## RECORDS TO USE
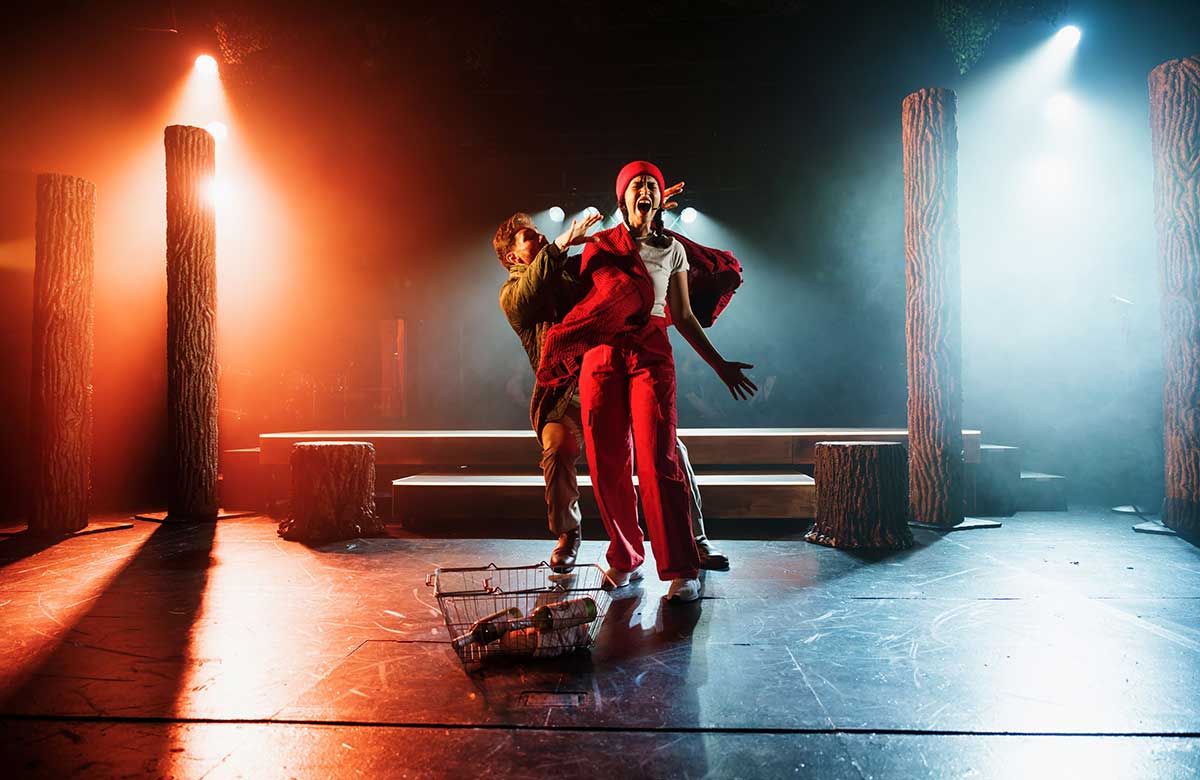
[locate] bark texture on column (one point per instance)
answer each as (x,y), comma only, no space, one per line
(1175,131)
(933,307)
(60,399)
(191,325)
(862,496)
(333,492)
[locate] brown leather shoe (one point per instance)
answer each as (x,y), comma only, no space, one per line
(711,557)
(563,557)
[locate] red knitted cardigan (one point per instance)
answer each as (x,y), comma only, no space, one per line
(621,294)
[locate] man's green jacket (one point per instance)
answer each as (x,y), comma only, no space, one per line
(535,297)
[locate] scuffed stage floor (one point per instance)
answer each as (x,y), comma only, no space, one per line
(1061,645)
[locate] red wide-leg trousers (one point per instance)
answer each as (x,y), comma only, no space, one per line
(628,396)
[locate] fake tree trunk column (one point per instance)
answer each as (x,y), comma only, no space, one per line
(191,325)
(1175,131)
(63,354)
(933,307)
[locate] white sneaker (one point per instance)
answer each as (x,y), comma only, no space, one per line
(684,589)
(618,579)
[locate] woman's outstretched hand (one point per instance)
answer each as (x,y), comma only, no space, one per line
(733,376)
(670,192)
(579,232)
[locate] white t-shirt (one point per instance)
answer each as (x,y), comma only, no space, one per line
(663,264)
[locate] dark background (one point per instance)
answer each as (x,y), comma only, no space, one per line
(389,142)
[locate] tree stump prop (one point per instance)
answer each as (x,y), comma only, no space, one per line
(933,307)
(1175,133)
(64,304)
(862,496)
(333,492)
(191,325)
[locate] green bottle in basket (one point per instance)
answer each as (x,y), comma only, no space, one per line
(563,615)
(486,630)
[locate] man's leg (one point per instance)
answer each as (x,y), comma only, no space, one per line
(559,455)
(709,556)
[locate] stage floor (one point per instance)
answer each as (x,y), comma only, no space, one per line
(1060,646)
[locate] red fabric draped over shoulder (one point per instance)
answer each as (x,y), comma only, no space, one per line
(617,303)
(713,276)
(621,295)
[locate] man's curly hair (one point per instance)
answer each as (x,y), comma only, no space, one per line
(508,233)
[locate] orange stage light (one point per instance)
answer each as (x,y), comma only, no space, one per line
(207,65)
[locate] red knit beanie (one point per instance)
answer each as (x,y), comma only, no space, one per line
(635,169)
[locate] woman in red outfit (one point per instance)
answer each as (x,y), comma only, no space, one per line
(617,339)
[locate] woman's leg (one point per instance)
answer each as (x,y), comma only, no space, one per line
(604,396)
(665,496)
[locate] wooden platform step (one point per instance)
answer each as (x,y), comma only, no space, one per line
(448,497)
(1042,492)
(706,447)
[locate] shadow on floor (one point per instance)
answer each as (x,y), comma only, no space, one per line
(129,655)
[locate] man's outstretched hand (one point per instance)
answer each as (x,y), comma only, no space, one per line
(733,376)
(579,232)
(670,192)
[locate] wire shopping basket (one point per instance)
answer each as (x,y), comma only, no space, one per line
(520,610)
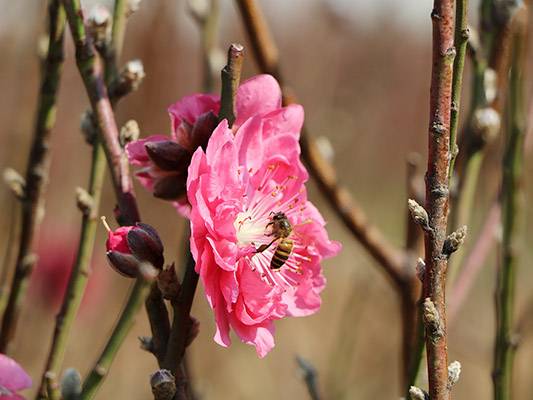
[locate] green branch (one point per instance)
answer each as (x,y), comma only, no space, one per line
(36,173)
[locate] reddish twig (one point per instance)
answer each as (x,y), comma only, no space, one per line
(437,195)
(353,217)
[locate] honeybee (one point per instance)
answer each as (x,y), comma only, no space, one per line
(281,228)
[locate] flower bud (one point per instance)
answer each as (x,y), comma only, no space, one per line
(71,385)
(163,385)
(129,132)
(129,246)
(99,25)
(168,155)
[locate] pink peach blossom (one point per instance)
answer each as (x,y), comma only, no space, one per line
(234,187)
(162,160)
(12,379)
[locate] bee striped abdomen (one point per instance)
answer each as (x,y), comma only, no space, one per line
(282,253)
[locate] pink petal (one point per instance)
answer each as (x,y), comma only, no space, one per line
(257,96)
(189,108)
(12,376)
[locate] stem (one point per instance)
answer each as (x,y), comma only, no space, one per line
(36,172)
(80,272)
(437,194)
(181,325)
(353,217)
(91,72)
(460,42)
(505,343)
(231,76)
(124,324)
(77,282)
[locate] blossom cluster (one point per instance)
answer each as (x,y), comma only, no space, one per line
(257,241)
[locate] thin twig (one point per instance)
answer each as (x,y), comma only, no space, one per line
(437,194)
(127,318)
(266,55)
(181,326)
(80,272)
(310,377)
(505,342)
(460,43)
(230,76)
(36,173)
(474,261)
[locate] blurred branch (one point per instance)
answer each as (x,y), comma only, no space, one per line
(437,193)
(81,271)
(91,72)
(127,318)
(474,261)
(36,172)
(392,260)
(505,343)
(460,42)
(266,55)
(310,377)
(207,20)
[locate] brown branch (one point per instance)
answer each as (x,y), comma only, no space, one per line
(437,195)
(266,55)
(37,172)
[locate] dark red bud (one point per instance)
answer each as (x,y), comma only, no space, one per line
(171,187)
(125,264)
(202,130)
(145,245)
(168,155)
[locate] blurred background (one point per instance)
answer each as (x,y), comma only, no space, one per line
(361,69)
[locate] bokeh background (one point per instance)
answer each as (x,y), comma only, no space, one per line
(361,69)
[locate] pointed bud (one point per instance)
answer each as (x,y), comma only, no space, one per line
(163,385)
(171,187)
(71,385)
(432,320)
(420,269)
(88,127)
(454,372)
(454,241)
(417,394)
(168,155)
(129,132)
(15,182)
(133,74)
(486,123)
(130,246)
(419,214)
(84,201)
(99,25)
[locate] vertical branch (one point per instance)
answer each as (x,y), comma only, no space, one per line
(127,318)
(460,42)
(37,172)
(89,205)
(505,343)
(437,197)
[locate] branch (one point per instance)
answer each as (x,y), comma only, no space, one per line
(266,55)
(127,318)
(505,342)
(437,194)
(460,42)
(310,377)
(36,172)
(81,271)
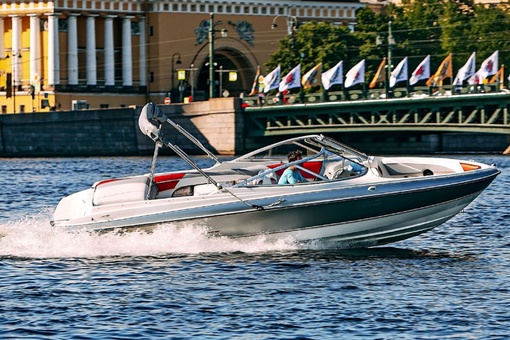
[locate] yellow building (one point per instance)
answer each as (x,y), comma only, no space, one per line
(75,54)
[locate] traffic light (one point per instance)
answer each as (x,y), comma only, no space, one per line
(8,85)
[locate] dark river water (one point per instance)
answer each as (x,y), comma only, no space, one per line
(450,283)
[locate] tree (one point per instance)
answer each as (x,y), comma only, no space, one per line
(315,42)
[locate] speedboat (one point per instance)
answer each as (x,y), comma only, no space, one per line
(347,196)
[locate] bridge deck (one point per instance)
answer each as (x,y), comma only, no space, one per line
(483,113)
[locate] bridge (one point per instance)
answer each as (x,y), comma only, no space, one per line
(475,113)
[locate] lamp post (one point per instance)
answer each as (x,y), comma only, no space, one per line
(178,62)
(391,43)
(15,69)
(291,24)
(212,25)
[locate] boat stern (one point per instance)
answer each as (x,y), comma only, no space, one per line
(73,206)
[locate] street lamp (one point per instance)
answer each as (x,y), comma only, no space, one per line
(14,84)
(391,43)
(178,62)
(291,24)
(212,24)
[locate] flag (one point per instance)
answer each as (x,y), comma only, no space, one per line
(421,72)
(291,80)
(255,86)
(466,71)
(399,73)
(311,78)
(499,75)
(488,68)
(355,75)
(444,71)
(272,79)
(380,75)
(333,76)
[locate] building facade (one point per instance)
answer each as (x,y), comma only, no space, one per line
(74,54)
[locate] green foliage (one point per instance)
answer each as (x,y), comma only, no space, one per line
(419,28)
(313,43)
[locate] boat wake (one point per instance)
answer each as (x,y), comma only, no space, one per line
(33,237)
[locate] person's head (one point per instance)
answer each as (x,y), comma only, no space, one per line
(294,156)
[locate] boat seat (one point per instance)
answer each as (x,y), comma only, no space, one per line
(314,166)
(122,190)
(395,168)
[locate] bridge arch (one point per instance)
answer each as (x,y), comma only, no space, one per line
(230,54)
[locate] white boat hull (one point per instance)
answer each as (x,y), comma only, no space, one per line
(346,197)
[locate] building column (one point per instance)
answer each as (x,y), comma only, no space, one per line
(91,50)
(16,50)
(109,57)
(127,58)
(143,53)
(35,48)
(53,50)
(72,46)
(2,31)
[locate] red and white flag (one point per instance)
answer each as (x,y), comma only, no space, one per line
(272,79)
(333,76)
(488,68)
(291,80)
(421,72)
(466,71)
(356,75)
(399,73)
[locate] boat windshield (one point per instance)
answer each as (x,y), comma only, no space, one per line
(308,145)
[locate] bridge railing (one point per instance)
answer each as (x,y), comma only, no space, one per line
(354,95)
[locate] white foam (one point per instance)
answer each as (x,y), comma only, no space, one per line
(33,237)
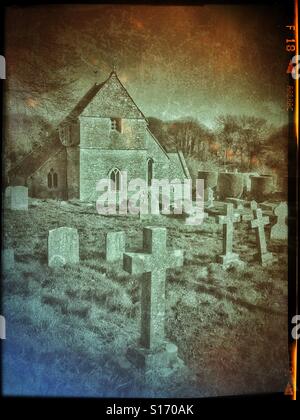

## INSTRUCTIONS FOR THE TASK
Please substitute "overpass" for "bridge" and write out the entries again, starting with the line containing "[locate] boat seat (one point per instance)" and going on through the end of the entries, with everything else unchanged and the pictures left out.

## WRITTEN SOLUTION
[locate] boat seat (one point per instance)
answer each as (x,y), comma only, no space, one per line
(314,166)
(122,190)
(395,168)
[locate] overpass arch (one point per instance)
answer each as (x,y), comma only, no space, one per line
(230,54)
[locate] white boat hull (one point per instance)
answer each as (x,y), comma only, no space, one per line
(346,197)
[locate] building column (one point per instance)
answer each as (x,y), comma only, no space, one per line
(91,50)
(16,50)
(109,57)
(127,58)
(143,53)
(35,48)
(53,50)
(72,46)
(2,31)
[locate] red and white flag (one point per instance)
answer each as (x,y), comma only, no space, one per line
(272,79)
(333,76)
(488,68)
(291,80)
(421,72)
(466,71)
(356,75)
(399,73)
[locate] boat windshield (one point per instance)
answer each as (x,y), comma only, no space, one per line
(308,145)
[locate] overpass railing (one point per instance)
answer each as (x,y), comma only, no space, one per line
(354,95)
[locate] white foam (one point per instance)
answer each as (x,y), comma only, no space, one per line
(33,237)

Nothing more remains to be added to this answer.